● **Aim of the exercise**: The expected output is every line below, reproduced exactly.

● **Records**:
⟨
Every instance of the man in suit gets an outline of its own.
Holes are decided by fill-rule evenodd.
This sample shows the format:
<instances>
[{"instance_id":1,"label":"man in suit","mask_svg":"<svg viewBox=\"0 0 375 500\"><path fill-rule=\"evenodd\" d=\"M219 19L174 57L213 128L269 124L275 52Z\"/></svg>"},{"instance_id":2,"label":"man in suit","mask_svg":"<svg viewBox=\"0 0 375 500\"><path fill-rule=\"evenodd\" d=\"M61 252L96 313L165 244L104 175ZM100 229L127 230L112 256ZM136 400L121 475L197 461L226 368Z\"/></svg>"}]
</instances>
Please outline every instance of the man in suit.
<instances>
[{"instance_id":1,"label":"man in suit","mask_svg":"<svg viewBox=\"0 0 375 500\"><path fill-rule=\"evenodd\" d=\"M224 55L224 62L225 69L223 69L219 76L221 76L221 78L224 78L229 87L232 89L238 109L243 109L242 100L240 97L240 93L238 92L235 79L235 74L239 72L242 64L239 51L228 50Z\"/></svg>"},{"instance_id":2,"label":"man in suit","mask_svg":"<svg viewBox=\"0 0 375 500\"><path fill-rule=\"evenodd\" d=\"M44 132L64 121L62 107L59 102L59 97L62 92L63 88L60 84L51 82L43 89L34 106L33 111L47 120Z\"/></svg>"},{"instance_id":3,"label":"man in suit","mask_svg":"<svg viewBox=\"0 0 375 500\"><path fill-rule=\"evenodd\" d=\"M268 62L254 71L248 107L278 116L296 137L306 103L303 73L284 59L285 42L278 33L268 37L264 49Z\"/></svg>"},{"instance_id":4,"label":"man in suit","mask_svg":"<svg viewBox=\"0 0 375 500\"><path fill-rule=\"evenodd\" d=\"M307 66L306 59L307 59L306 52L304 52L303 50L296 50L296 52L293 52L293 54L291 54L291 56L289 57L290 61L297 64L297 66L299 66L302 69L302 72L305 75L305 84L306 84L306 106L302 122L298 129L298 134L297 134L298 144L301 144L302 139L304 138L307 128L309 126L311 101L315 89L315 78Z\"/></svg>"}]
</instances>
⟩
● **Solution**:
Every instance of the man in suit gets an outline of its own.
Holes are decided by fill-rule evenodd.
This sample shows the format:
<instances>
[{"instance_id":1,"label":"man in suit","mask_svg":"<svg viewBox=\"0 0 375 500\"><path fill-rule=\"evenodd\" d=\"M219 19L174 57L213 128L269 124L275 52Z\"/></svg>"},{"instance_id":2,"label":"man in suit","mask_svg":"<svg viewBox=\"0 0 375 500\"><path fill-rule=\"evenodd\" d=\"M61 252L96 313L165 244L104 175ZM100 229L127 230L112 256ZM136 400L121 475L197 461L226 368Z\"/></svg>"}]
</instances>
Please outline every instance of the man in suit.
<instances>
[{"instance_id":1,"label":"man in suit","mask_svg":"<svg viewBox=\"0 0 375 500\"><path fill-rule=\"evenodd\" d=\"M224 55L224 62L225 69L223 69L219 76L221 76L221 78L224 78L229 87L232 89L238 109L243 109L242 100L240 97L240 93L238 92L235 79L235 74L239 72L242 64L239 51L228 50Z\"/></svg>"},{"instance_id":2,"label":"man in suit","mask_svg":"<svg viewBox=\"0 0 375 500\"><path fill-rule=\"evenodd\" d=\"M44 132L64 121L62 107L59 102L59 97L62 92L63 88L60 84L51 82L43 89L34 106L33 111L47 120Z\"/></svg>"},{"instance_id":3,"label":"man in suit","mask_svg":"<svg viewBox=\"0 0 375 500\"><path fill-rule=\"evenodd\" d=\"M268 62L254 71L248 107L278 116L296 137L306 103L303 73L284 59L285 42L278 33L268 37L264 49Z\"/></svg>"},{"instance_id":4,"label":"man in suit","mask_svg":"<svg viewBox=\"0 0 375 500\"><path fill-rule=\"evenodd\" d=\"M307 66L306 59L307 59L306 52L304 52L303 50L296 50L296 52L293 52L293 54L291 54L291 56L289 57L290 61L297 64L297 66L299 66L302 69L302 72L305 75L305 84L306 84L306 106L302 122L298 129L298 134L297 134L298 144L301 144L302 139L304 138L307 128L309 126L311 101L315 89L315 78Z\"/></svg>"}]
</instances>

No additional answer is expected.